### What to work on
Identify each line of the material below that contains the string "gate" and copy those lines.

### Data for this task

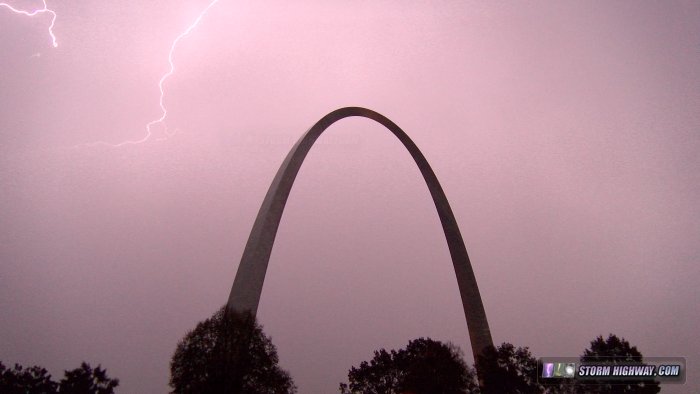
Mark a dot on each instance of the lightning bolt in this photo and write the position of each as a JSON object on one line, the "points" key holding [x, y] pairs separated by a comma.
--
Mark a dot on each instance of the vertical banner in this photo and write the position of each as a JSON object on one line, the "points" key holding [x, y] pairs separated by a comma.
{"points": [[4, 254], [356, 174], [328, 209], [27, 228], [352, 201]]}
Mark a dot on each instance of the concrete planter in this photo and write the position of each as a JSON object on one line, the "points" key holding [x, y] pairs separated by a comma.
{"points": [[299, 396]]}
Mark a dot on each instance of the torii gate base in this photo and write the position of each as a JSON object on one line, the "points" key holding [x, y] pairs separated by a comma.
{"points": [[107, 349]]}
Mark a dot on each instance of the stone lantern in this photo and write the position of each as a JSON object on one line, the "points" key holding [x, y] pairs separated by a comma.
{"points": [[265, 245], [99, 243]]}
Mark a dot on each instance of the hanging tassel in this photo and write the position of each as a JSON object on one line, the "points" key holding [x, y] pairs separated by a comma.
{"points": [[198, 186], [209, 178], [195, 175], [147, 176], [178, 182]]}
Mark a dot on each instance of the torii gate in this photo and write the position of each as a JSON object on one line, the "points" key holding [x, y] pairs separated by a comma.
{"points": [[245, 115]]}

### Solution
Mark a dot on each instance of the torii gate base in this photo and write the position of each as a JSON object on one line, the "points" key holding [x, y] pairs separated by a comma.
Mark a dot on each instance of the torii gate in this photo and write the position of each as a JSON object on one line, the "points" key holding [x, y] pairs separated by a comma.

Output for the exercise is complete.